>>>

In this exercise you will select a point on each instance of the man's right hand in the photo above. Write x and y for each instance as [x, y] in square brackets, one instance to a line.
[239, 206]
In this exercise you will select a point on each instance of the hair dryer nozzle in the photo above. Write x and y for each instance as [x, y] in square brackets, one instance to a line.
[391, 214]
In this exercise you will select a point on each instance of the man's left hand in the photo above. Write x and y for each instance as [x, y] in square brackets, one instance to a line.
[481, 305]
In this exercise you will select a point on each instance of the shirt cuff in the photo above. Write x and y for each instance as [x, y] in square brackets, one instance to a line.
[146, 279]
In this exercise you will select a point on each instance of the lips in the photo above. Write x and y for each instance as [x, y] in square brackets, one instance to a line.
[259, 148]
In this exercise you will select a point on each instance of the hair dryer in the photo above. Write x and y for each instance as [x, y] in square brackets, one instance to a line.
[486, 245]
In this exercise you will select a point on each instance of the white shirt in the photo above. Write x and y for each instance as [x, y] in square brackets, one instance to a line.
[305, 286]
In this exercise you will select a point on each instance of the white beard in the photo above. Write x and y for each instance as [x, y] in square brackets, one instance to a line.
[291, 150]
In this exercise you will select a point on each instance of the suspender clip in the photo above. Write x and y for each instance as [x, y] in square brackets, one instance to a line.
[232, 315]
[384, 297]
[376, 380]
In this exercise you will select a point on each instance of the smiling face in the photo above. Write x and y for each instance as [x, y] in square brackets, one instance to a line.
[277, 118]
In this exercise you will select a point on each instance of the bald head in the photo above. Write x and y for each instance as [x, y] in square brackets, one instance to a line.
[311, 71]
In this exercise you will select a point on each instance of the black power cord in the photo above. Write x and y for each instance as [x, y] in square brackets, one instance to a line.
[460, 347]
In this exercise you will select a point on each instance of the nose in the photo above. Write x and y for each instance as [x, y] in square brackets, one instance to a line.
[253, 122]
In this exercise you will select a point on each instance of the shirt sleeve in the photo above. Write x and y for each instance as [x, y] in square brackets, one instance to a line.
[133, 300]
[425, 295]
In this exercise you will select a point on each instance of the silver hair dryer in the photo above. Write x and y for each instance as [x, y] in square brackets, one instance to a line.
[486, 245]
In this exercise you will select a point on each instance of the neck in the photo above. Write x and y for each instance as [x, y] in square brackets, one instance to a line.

<<<

- WORK TO DO -
Rewrite everything from the line that contains "the hair dryer in" down through the last line of the rows above as a JSON list of strings, one string per line, leaving out any blank lines.

- FINISHED EXERCISE -
[
  "In this exercise you will select a point on each instance of the hair dryer in the photo above. Write x and y for each instance as [x, y] in square brackets, one instance to a line.",
  "[486, 245]",
  "In this exercise you will select a point on each instance of the white shirt in the photo above. Write x and y for each instance as [x, y] in square brackets, one instance to a line.",
  "[305, 286]",
  "In this exercise you will select a point on each instance of the white beard in the photo above. Write x and y for each instance as [x, y] in square brackets, one instance to a line.",
  "[291, 150]",
  "In this exercise you will select a point on each instance of the suspender clip in the photo above. Write x and y for each instance as [x, y] in square brackets, one instance to a line.",
  "[232, 315]",
  "[384, 297]",
  "[376, 380]",
  "In this exercise you will select a point on each instance of the smiling face in the photo above. Write x and y for each instance as [x, y] in square brackets, one instance to a line.",
  "[277, 118]",
  "In this exercise you will select a point on each instance of the bald head in the photo above. Write x and y for each instance as [x, y] in square brackets, one instance to a line.",
  "[311, 71]",
  "In this exercise you will select a point on each instance of the black power cord in the photo above. Write x and y for each instance as [x, y] in square brackets, one instance to a line.",
  "[460, 347]",
  "In this exercise you will select a point on each instance of the nose in the photo above. Write x and y for each instance as [x, y] in square brackets, one instance to a line.",
  "[253, 122]",
  "In this exercise you will select a point on each instance of the shirt sleeve in the photo above. Write x and y for each instance as [x, y] in square brackets, one instance to a line.",
  "[133, 300]",
  "[425, 295]",
  "In this exercise you will select a point on each instance of the silver hair dryer in the photo above. Write x and y for each instance as [x, y] in square brackets, one instance to a line.",
  "[486, 245]",
  "In this exercise you will select a point on each instance of the neck in the photo above. Write x and y for each instance as [x, y] in square brackets, one instance to a line."
]